▶ [Problem requirements]: Extend the passage on the Pólya vector field of 1/z, starting right after its final sentence.

In complex calculus, we define \(f(z) = u + iv\). However, if you want to perform a line integral that represents work or flux, the standard complex multiplication \(f(z)\,dz\) doesn’t naturally match the dot product \(\vec{V} \cdot d\vec{r}\) unless you flip the sign of the imaginary part. By defining the physical velocity as the Pólya vector, \(\vec{V} = \bar{f}(z)\), we create a bridge: The real part of the integral becomes the circulation (work). The imaginary part of the integral becomes the flux (Flow across the boundary).

Let’s see how the complex function \(1/z\) “packages” the two physical fields we derived earlier (the sink and the vortex). Starting with the algebraic expansion:

\[f(z) = \frac{1}{z} = \frac{x}{x^2+y^2} + i\left( \frac{-y}{x^2+y^2} \right)\]

Now, let’s look at what happens when we multiply this by a residue \(R = a + bi\). This residue acts as a “tuner” for the machinery:

Case A: The pure sink (\(R = 1\)): The field is \(f(z) = \frac{1}{z}\). When we write \(f(z) = u + iv\), we are saying:\(u = \frac{x}{x^2+y^2}\) and \(v = \frac{-y}{x^2+y^2}\). The Pólya conjugate rule simply says: “To get the physical velocity vector \(\vec{V}\), take the real part as your \(x\)-component and negative of the imaginary part as your \(y\)-component.”

▶ [Extracted records]:
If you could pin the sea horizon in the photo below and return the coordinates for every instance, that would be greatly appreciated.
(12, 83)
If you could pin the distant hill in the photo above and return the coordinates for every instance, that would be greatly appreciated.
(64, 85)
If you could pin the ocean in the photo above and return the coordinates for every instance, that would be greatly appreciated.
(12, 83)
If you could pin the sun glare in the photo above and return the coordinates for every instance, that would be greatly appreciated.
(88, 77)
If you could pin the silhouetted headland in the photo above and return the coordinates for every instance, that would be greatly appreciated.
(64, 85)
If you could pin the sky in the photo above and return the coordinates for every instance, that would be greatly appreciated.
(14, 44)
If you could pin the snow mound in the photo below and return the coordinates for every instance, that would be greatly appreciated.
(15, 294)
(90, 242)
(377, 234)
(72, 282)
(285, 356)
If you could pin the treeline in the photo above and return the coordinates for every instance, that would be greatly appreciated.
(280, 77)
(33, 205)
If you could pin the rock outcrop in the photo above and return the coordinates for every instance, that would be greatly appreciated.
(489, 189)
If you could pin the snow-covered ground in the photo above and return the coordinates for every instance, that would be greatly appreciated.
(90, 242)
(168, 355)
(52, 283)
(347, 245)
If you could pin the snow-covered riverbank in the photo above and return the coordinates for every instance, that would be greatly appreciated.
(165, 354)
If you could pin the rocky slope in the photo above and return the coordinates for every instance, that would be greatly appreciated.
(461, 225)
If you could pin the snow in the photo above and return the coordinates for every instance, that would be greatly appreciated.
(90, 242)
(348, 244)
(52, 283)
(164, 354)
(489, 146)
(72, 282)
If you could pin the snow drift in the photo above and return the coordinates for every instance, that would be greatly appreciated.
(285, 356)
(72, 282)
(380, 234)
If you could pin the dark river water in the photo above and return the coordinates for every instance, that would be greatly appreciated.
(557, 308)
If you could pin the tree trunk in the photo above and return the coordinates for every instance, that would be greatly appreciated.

▶ [Task result]:
\[\vec{V} = (u, -v)\] So, for \(f(z) = \frac{1}{z}\):

\[\vec{V} = \left( \text{Re}\left(\frac{1}{z}\right), -\text{Im}\left(\frac{1}{z}\right) \right) = \left( \frac{x}{x^2+y^2}, -\left[ \frac{-y}{x^2+y^2} \right] \right) = \left( \frac{x}{x^2+y^2}, \frac{y}{x^2+y^2} \right)\]

Why the “\(-v\)” sign? You might wonder why we have to flip the sign of the \(y\)-component. It’s because of how complex multiplication works compared to the dot product. If you integrate a field \(f(z)\) along a path \(dz = dx + i dy\):

\[f(z)dz = (u + iv)(dx + idy) = \underbrace{(u\,dx - v\,dy)}_{\text{Real Part}} + i\underbrace{(v\,dx + u\,dy)}_{\text{Imaginary Part}}\]

Now look at the Real Part: \((u\,dx - v\,dy)\). If we want this to represent the physical work \(\vec{V} \cdot d\vec{r} = V_x dx + V_y dy\), we have to force the components to match:\(V_x = u\) and \(V_y = -v\). By using \(\vec{V} = (u, -v)\), the real part of the complex integral automatically becomes the line integral of the velocity field.

We get the pure radial field. The real part of the complex function handled the \(x\)-velocity, and the imaginary part (after conjugation) handled the \(y\)-velocity.

Case B: The pure vortex (\(R = i\)): The field is

\[f(z) = \frac{i}{z} = i \left( \frac{x-iy}{x^2+y^2} \right) = \frac{y}{x^2+y^2} + i \frac{x}{x^2+y^2}\]

Applying the Pólya conjugate \(\vec{V} = (u, -v)\):

\[\vec{V} = \left( \frac{y}{x^2+y^2}, -\frac{x}{x^2+y^2} \right)\]

We get the pure circulation field.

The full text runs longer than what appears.